| PROBLEMS |
1 > In the forum posts on difficulty settings, where did Jensa fall off something the last time she died?
2 > Rewrite the part of the forum posts on difficulty settings that opens with the words containing "I play adept, but" and closes with "for their level.", substituting "companions" for "followers".
3 > Name every difficulty setting mentioned in the forum posts on difficulty settings.

I always play at the default setting, which I think is Adept. I play Dead is Time to Reload.
I play adept, but that is usually pretty easy for me, so I make the game harder by not using any restore heath potions during battle. I reload when my characters die most of the time.
I usually play on Adept, occasionally on Expert if a character gets too powerful to be fun. I use followers in almost all of my games. The few times I’ve gone to Expert were with characters who were very combat-focused with little or no crafting and trading and little need for magicka, so they were strong for their level.
The characters who are a part of my fan fic are not played Dead-Is-Dead. They don’t get to die until I say so. I don’t actually remember any of them dying except for Jerric, and I think he’s mostly just fallen off of things. Jensa is not played DID, and she has died a lot over the years of playing her. She has been started over three times, and her original game is still playable. I don’t remember her dying lately, though, and the last time was when she fell off something in Markarth. She’s a bit of a drinker. Anyway my current characters Sir Magul 2, Nephiah Sarys, and the conjurer guy on the Xbox whose name I can never remember are DID. So were Achille, Asrael, Brynja, J’Shanji 1, Marco the Thief, Nivoniel, Selvyn, Shuvesse, and Zuuri. The others have retired, some because their games broke. And there were a few in the beginning while I was still learning the game who got reloaded. Now I know that if Farkas sends you after vampires at level 2, you should come back later. And I think any character would also know that. (Sorry, Brynja.)
I started playing the game on adept and found the difficulty ok, but afert about a month decided to move it up to master to have a go.
Failed miserably.
Put it down to expert and played on that ever since. Now I find adept way too easy, but still struggle with master.
Oh, and I always play Did. Which is funny cos I never did in oblivion or morrowind...
Adept, rarely change (only upwards when combat starts getting too easy as I get to higher levels), no DiD.
I play to have fun, I'm not a masochist.
So lately I've been bumping it up to Expert with Claire's game, maybe I'm getting too good at Skyrim or something. It helps that her game is not dead-is-DEAD, in the sense that in my DiD games, I'll have raised the bar enough with Claire that Adept + DiD will be a worthwhile challenge, but my t00ns won't just get pwned too easily or something
No way am I going for Master or Legendary though.
I play on Apprentice, the only exception is Sigfried's game which is on Adept. I apply the DiD rule to some characters but not to all. Currently I have two non DiD characters, namely Lucius & Aard, and one DiD - Sigfried.

| DATA RECORDS |
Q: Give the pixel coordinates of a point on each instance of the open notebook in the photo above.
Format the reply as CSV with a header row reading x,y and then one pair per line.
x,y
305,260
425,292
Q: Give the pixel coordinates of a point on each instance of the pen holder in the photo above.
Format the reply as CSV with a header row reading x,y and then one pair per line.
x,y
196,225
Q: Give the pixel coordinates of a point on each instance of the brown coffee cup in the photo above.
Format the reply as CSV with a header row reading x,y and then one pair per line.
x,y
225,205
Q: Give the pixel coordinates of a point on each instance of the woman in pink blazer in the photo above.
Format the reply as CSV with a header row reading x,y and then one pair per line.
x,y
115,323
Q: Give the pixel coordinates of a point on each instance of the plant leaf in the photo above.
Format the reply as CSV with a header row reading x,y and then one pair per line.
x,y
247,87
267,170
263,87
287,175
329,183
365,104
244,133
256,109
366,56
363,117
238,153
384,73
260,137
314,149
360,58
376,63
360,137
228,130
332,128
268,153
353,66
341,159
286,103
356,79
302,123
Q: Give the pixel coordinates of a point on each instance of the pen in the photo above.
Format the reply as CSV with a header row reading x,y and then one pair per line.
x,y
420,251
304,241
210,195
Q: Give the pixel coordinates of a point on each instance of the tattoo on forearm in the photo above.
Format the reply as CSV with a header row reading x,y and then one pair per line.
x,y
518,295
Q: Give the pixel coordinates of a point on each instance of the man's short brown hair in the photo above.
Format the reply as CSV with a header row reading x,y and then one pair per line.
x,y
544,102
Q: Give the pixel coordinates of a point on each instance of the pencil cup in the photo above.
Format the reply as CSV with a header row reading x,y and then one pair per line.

| RESPONSES TO THE TASKS |
1 > In Markarth.

2 >
I play adept, but that is usually pretty easy for me, so I make the game harder by not using any restore heath potions during battle. I reload when my characters die most of the time.
I usually play on Adept, occasionally on Expert if a character gets too powerful to be fun. I use companions in almost all of my games. The few times I’ve gone to Expert were with characters who were very combat-focused with little or no crafting and trading and little need for magicka, so they were strong for their level.

3 > Apprentice, Adept, Expert, Master, Legendary